• Given passage
▼▼▼
AttMOT: Improving Multiple-Object Tracking by Introducing Auxiliary Pedestrian Attributes

IEEE Trans Neural Netw Learn Syst. 2024 Apr 25:PP. doi: 10.1109/TNNLS.2024.3384446. Online ahead of print.

Abstract

Multiobject tracking (MOT) is a fundamental problem in computer vision with numerous applications, such as intelligent surveillance and automated driving. Despite the significant progress made in MOT, pedestrian attributes, such as gender, hairstyle, body shape, and clothing features, which contain rich and high-level information, have been less explored. To address this gap, we propose a simple, effective, and generic method to predict pedestrian attributes to support general reidentification (Re-ID) embedding. We first introduce attribute multi-object tracking (AttMOT), a large, highly enriched synthetic dataset for pedestrian tracking, containing over 80k frames and six million pedestrian identity switches (IDs) with different times, weather conditions, and scenarios. To the best of authors' knowledge, AttMOT is the first MOT dataset with semantic attributes. Subsequently, we explore different approaches to fuse Re-ID embedding and pedestrian attributes, including attention mechanisms, which we hope will stimulate the development of attribute-assisted MOT. The proposed method attribute-assisted method (AAM) demonstrates its effectiveness and generality on several representative pedestrian MOT benchmarks, including MOT17 and MOT20, through experiments on the AttMOT dataset. When applied to the state-of-the-art trackers, AAM achieves consistent improvements in multi-object tracking accuracy (MOTA), higher order tracking accuracy (HOTA), association accuracy (AssA), IDs, and IDF1 scores. For instance, on MOT17, the proposed method yields a + 1.1 MOTA, + 1.7 HOTA, and + 1.8 IDF1 improvement when used with FairMOT. To further encourage related research, we release the data and code at https://github.com/HengLan/AttMOT.
▲▲▲
• Problem 1
Return the AttMOT abstract's text from "AttMOT: Improving Multiple-Object" up to and including "ahead of print.", copied word for word.

• Records
▼▼▼
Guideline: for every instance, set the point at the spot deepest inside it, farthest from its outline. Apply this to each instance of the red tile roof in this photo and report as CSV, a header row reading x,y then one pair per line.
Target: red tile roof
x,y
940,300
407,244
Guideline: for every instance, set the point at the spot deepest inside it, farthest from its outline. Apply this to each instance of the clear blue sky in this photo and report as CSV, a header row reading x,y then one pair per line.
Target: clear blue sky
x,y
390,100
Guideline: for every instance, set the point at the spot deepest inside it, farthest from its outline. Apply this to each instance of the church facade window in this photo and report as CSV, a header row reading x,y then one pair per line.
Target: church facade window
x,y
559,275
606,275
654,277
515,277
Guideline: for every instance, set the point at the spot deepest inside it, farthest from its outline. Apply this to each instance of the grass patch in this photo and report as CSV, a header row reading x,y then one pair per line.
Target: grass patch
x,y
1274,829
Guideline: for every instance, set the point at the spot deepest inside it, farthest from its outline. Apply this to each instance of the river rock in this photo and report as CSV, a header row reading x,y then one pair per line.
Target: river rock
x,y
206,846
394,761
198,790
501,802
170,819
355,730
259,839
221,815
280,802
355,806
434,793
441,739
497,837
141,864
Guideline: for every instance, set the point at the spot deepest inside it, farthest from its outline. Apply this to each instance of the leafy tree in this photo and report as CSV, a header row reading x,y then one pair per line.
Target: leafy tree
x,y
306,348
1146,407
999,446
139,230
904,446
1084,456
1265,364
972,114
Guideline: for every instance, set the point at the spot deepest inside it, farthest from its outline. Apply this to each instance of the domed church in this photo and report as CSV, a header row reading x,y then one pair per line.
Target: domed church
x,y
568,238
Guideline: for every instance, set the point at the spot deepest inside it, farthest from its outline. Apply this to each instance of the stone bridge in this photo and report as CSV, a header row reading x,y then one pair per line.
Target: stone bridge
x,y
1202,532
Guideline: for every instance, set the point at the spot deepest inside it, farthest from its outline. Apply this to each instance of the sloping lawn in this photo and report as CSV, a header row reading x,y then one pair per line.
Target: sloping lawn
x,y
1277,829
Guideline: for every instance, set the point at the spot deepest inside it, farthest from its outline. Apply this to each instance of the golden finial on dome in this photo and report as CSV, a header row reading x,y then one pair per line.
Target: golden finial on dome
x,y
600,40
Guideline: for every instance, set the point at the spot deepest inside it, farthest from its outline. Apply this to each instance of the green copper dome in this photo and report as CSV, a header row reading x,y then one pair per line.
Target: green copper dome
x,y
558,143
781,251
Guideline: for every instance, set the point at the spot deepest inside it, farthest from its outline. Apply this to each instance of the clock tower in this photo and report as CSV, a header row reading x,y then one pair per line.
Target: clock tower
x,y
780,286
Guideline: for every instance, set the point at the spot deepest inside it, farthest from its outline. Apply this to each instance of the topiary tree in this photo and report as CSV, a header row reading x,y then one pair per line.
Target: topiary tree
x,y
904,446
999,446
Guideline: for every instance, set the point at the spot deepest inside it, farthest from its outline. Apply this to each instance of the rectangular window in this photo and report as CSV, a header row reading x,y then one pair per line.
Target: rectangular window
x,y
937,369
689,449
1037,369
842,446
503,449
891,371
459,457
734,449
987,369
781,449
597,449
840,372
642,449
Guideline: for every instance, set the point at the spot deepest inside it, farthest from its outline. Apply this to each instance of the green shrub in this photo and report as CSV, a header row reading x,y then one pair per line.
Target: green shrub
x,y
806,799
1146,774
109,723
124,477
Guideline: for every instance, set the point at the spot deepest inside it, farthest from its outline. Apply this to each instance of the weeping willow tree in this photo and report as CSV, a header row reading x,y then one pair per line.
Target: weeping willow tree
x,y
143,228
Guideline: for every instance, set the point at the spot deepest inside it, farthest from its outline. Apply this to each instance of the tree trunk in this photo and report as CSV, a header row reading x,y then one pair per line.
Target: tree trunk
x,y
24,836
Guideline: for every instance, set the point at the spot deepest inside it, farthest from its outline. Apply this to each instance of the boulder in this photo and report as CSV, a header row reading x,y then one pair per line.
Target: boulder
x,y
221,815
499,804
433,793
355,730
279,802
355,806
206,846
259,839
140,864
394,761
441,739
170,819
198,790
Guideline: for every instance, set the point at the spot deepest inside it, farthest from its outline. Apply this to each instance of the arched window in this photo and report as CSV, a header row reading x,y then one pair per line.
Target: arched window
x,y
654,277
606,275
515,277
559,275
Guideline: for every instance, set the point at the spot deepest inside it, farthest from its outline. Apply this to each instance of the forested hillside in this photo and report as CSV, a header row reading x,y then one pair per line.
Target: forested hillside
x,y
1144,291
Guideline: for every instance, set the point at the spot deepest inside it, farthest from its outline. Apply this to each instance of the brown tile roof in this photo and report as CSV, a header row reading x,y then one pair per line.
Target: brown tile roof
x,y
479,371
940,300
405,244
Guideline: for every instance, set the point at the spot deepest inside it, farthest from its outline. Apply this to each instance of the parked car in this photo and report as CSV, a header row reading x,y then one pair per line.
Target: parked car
▲▲▲
• Problem 2
Give the number of lines in the records that contain the string "grass", and reply with that number only.

• Full answer 1
AttMOT: Improving Multiple-Object Tracking by Introducing Auxiliary Pedestrian Attributes

IEEE Trans Neural Netw Learn Syst. 2024 Apr 25:PP. doi: 10.1109/TNNLS.2024.3384446. Online ahead of print.

• Full answer 2
2